--- GIVEN PASSAGE ---

Hunter says: “That’s where our cutting-edge technology comes into play. The lemel and the old jewellery go to our refinery in Onehunga and we melt them down into a bar.
“Then the bar is analysed using X-ray Fluorescence (XRF) which qualitatively and quantitatively analyses the sample in moments. It highlights the gold, silver, platinum or palladium present, as well as metals other metals like nickel, copper, iron, zinc and cadmium.
“So we know the level of gold in that bar and then we use a series of acids – including hydrochloric and nitric acid – and other processes to refine the gold to a pure form.”
The process of gold purification is a highly skilled operation which is often more art form than process; technological improvements refining processes over the years have led to extremely high quality gold emanating from New Zealand refineries.
That enables NZ Gold Merchants to manufacture bars and ingots from locally refined gold under the NZ PURE™ brand, to complement the range of international brands such as ABC, PAMP and Royal Canadian Mint that the company typically holds.

--- SOURCE MATERIAL ---

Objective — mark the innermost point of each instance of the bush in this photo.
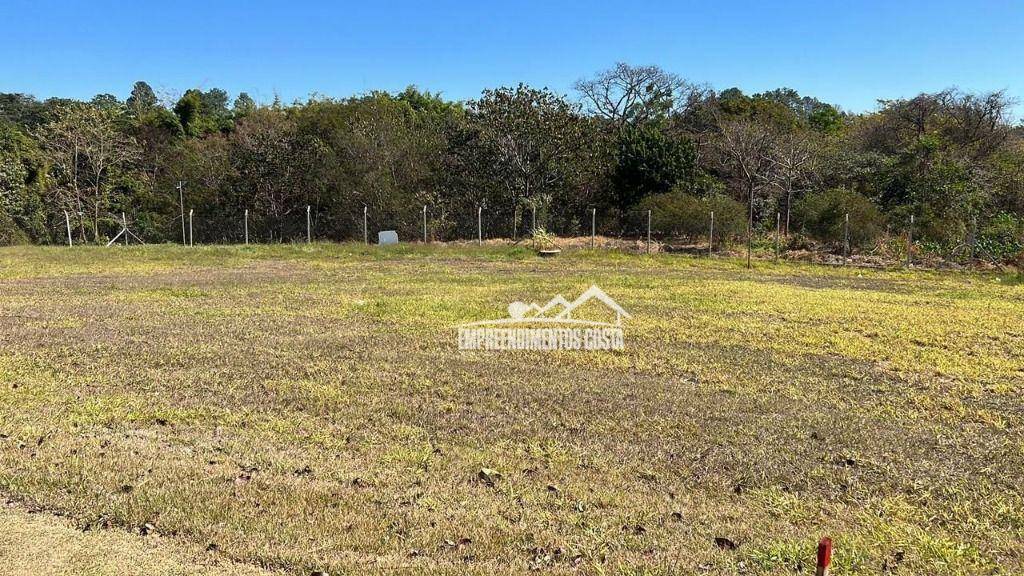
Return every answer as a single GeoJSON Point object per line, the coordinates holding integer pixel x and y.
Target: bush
{"type": "Point", "coordinates": [1001, 237]}
{"type": "Point", "coordinates": [821, 215]}
{"type": "Point", "coordinates": [678, 213]}
{"type": "Point", "coordinates": [9, 233]}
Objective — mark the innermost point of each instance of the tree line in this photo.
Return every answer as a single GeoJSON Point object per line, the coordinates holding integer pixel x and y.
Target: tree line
{"type": "Point", "coordinates": [627, 140]}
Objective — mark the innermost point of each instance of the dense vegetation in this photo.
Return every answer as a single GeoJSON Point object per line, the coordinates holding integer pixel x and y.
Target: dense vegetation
{"type": "Point", "coordinates": [630, 138]}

---

● **REQUIRED WORK**
**a.** In the gold refining passage, reproduce the text from "The process of" to "company typically holds.".
**b.** According to the gold refining passage, under what brand does NZ Gold Merchants make bars and ingots from locally refined gold?
**c.** Continue the gold refining passage from its final sentence.

● **PER-TASK ANSWERS**
**a.**
The process of gold purification is a highly skilled operation which is often more art form than process; technological improvements refining processes over the years have led to extremely high quality gold emanating from New Zealand refineries.
That enables NZ Gold Merchants to manufacture bars and ingots from locally refined gold under the NZ PURE™ brand, to complement the range of international brands such as ABC, PAMP and Royal Canadian Mint that the company typically holds.

**b.** NZ PURE™

**c.**
Why buying gold now might be the smartest financial decision.
New Zealand has generations of people who believe that property prices increase constantly and those who have borrowed too much could – in a worst-case scenario – be caught in a horror scenario of negative equity and ongoing debt.
That’s the view of Tony Coleman, managing director and founder of NZ Gold Merchants, a bullion trading company specialising in gold and silver, markets which traditionally come into their own in a post-Covid-19 downturn widely predicted by many experts.
“I am very worried about all those people from generations who have jumped into the housing market, some of them at any cost,” he says. “The government and the Reserve Bank tell us they can fix the runaway housing prices issue – but they can’t.
“The only way they can fix it is by raising interest rates – and that will badly affect our economy as it will make our dollar so expensive that our exporters won’t be able to make a decent income.”
Coleman, a close follower of New Zealand’s economic trends, believes our falsely inflated house prices will have a hard landing eventually – though he predicts a “squeeze, not a whack”.
“I think some people have gone ‘all in’ to own a house and will be trapped; they will be unable to sell, their standard of living will drop tremendously as their obligation to pay the bank back will become a priority.
“Some could lose the house and negative equity [where more is owed than the house value] could apply – so they will still be paying off a debt because of the type of contracts we use here in New Zealand. It will see, I believe, a generation who will be caught out and need to be bailed out by their parents.”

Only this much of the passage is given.